# Riding through Sonoma, CA



## eychow (Jul 8, 2011)

Hello All.

Just wanted to share some pics from a tandem ride through Sonoma County.
The run along Hwy 1 is gorgeous!

This is winter riding in the Bay Area:

Valley Ford to Duncans Mills & Jenner | Ride Chronicles

Nancy


----------



## Mr. Versatile (Nov 24, 2005)

Link no workee.


----------



## eychow (Jul 8, 2011)

Here's the correct link:

Valley Ford to Duncans Mills & Jenner | Ride Chronicles


----------



## Mute (Dec 2, 2011)

Beautiful pictures. I need to do this one of these days.


----------



## MerlinAma (Oct 11, 2005)

From 1999 through 2005 some friends and I travelled to Santa Rosa for the Waves to Wine MS150.

**DATASET ROWS**.
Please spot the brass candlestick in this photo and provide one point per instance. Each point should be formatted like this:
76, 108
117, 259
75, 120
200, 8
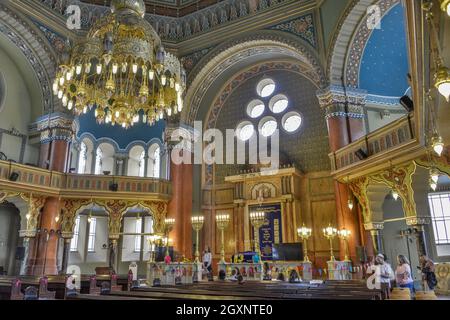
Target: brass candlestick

**GOALS**.
(A) Retype the part of the Sonoma riding thread that opens with the words containing "This is winter" and closes with "Link no workee.".
(B) In the Sonoma riding thread, to which city did MerlinAma and friends travel for the Waves to Wine MS150?
(C) Carry on the Sonoma riding thread from its last sentence.
The records aren't required for any of this work.

**ANSWERS FOR THIS EXERCISE**.
(A)
This is winter riding in the Bay Area:

Valley Ford to Duncans Mills & Jenner | Ride Chronicles

Nancy


----------



## Mr. Versatile (Nov 24, 2005)

Link no workee.

(B) Santa Rosa

(C)
We rode on some of the same roads and through Duncans Mills for sure. Two of the most scenic days ever. Russian River Valley, Highway 1, West Dry Creek Rd, Chalk Hill, etc, etc.
After 2005 they changed the ride and logistics for us became too difficult as we were flying there to start with. Oh well, still have the memories and tons of pics.


----------



## atpjunkie (Mar 23, 2002)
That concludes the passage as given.